→ **Excerpt provided**
··········
Charles Taylor accused of crimes against humanity

U.N. soldiers from Mongolia stands guard outside the Special Court for Sierra Leone in Freetown
REUTERS/LUC GNAGO, courtesy of www.alertnet.org

Charles Taylor appeared before a UN backed War Crimes court in Sierra Leone, on Monday April 3rd, where 11 charges of war crimes and crimes against humanity were read against him.

The charges against Taylor include murder, rape, sexual slavery, physical violence and cruel treatment, recruiting child soldiers and terrorising the civilian population. Before pleading not guilty to the charges, Mr Taylor told the judge, "I do not recognise the jurisdiction of this court."

Concern’s Anne O’Mahony has supported calls for former Liberian leader, Charles Taylor to face trial in the Hague. Speaking on RTE’s News at One programme, Concern’s Anne O’Mahony said, “As long as Taylor remains in the region there would be cause for concern. For the sake of stability in Sierra Leone, Liberia and the wider region, the best thing that could happen would be for Taylor to be brought to the Hague and tried there.”

The chief prosecutor at the court describes 58-year-old Mr Taylor as one of the three worst war criminals in the world, alongside the Serbian fugitives Ratko Mladic and Radovan Karadzic.

Anne O’Mahony praised the role of Liberia’s new president, Ellen Johnson Sirleaf in the process of bringing Taylor to justice and commented that the situation could not have come so far without the fortitude shown by her. Anne continued, “The events of the past few days will come as a great relief to the long suffering people of Liberia, not to mention the victims of Sierra Leone’s awful civil war. There is now a real opportunity for peace and stability in Liberia for the first time in over 15 years.

“Even while Taylor was in exile in Nigeria his power and wealth threatened to destabilise the new but fragile peace in Liberia. His own actions of trying to flee his place of exile in fact fast tracked his handover to the Sierra Leone courts” Anne said.

Taylor disappeared from his residence in southeastern Nigeria before his arrest last Thursday. It had been feared that he would make his way back to Liberia to undermine the country’s new found peace and the administration of newly elected President Ellen Johnson Sirleaf.

Mr Taylor went into exile in Nigeria in 2003 thereby ending Liberia's long running civil war. There have been repeated calls in the intervening years to hand him over to the war crimes tribunal in Sierra Leone where he has been indicted, being accused of supporting brutal rebels in exchange for diamonds to finance the Liberian conflict. Through his diamond dealings, timber logging and various other activities Taylor accumulated great wealth throughout the 1990s which has remained untraceable in the years since his exile.
··········
→ **Task set**
1. Print the passage from the article on Charles Taylor's court appearance, starting at "Anne O’Mahony praised" and ending at "over 15 years.".
2. Answer these from the article on Charles Taylor's court appearance:
(a) How many charges were read against Taylor?
(b) In what year did Taylor go into exile in Nigeria?
(c) Which two Serbian fugitives does the chief prosecutor name alongside Taylor?
··········
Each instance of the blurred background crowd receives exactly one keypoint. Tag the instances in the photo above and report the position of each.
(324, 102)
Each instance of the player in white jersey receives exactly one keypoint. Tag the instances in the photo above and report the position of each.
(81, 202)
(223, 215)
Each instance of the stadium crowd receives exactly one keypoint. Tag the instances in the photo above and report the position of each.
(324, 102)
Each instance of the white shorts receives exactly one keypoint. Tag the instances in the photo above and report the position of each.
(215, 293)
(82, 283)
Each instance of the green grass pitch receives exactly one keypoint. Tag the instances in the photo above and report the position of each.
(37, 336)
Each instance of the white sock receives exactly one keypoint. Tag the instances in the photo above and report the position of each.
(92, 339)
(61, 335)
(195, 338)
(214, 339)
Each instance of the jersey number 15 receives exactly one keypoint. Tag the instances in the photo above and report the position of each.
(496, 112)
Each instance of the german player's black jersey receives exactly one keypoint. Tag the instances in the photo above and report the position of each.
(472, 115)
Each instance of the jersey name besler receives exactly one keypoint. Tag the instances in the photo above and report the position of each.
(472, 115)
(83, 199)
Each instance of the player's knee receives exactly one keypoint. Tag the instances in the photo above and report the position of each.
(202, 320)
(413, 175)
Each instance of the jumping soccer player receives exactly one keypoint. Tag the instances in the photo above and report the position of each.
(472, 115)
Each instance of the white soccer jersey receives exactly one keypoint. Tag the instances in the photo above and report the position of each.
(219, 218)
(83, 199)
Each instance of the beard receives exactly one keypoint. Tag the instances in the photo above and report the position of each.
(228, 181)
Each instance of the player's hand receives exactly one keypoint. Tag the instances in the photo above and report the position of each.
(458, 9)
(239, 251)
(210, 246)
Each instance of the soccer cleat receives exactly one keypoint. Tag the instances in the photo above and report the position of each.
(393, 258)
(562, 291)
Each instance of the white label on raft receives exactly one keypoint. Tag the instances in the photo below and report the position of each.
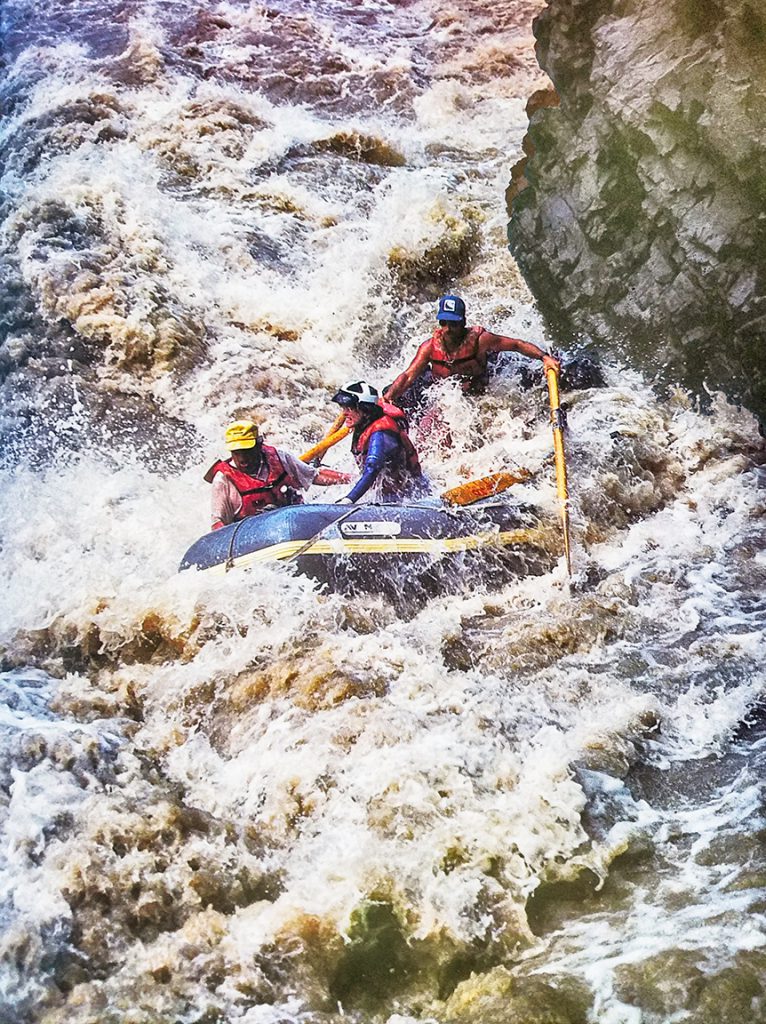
(366, 527)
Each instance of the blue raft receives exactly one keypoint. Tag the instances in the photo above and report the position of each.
(371, 546)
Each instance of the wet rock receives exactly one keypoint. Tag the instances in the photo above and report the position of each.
(499, 997)
(637, 216)
(731, 996)
(664, 984)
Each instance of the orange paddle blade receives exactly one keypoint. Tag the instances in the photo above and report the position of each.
(325, 443)
(474, 491)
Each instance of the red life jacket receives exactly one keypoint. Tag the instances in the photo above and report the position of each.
(467, 361)
(393, 419)
(258, 494)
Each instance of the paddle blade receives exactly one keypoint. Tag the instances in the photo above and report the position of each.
(486, 486)
(326, 443)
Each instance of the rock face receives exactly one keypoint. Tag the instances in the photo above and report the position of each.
(639, 215)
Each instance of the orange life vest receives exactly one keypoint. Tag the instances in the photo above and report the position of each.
(466, 361)
(258, 494)
(393, 419)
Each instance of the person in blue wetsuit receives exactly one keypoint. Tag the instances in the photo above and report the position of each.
(381, 445)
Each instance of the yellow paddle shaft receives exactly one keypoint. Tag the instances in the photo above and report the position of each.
(559, 459)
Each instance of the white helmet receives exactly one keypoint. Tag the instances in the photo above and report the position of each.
(356, 393)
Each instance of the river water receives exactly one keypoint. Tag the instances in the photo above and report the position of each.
(242, 799)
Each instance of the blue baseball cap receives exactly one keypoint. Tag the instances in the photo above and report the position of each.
(452, 307)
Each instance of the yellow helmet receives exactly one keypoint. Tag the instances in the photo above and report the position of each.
(241, 434)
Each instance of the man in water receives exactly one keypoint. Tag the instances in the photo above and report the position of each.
(457, 350)
(380, 444)
(258, 476)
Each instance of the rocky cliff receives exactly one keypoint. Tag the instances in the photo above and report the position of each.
(639, 215)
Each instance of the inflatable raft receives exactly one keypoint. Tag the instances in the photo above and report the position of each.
(360, 546)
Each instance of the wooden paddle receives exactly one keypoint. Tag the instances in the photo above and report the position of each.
(557, 421)
(336, 433)
(486, 486)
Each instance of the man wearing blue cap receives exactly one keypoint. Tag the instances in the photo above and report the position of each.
(457, 350)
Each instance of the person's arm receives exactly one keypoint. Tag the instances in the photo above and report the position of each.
··········
→ **Responses by task**
1.
Anne O’Mahony praised the role of Liberia’s new president, Ellen Johnson Sirleaf in the process of bringing Taylor to justice and commented that the situation could not have come so far without the fortitude shown by her. Anne continued, “The events of the past few days will come as a great relief to the long suffering people of Liberia, not to mention the victims of Sierra Leone’s awful civil war. There is now a real opportunity for peace and stability in Liberia for the first time in over 15 years.

2.
(a) 11
(b) 2003
(c) Ratko Mladic and Radovan Karadzic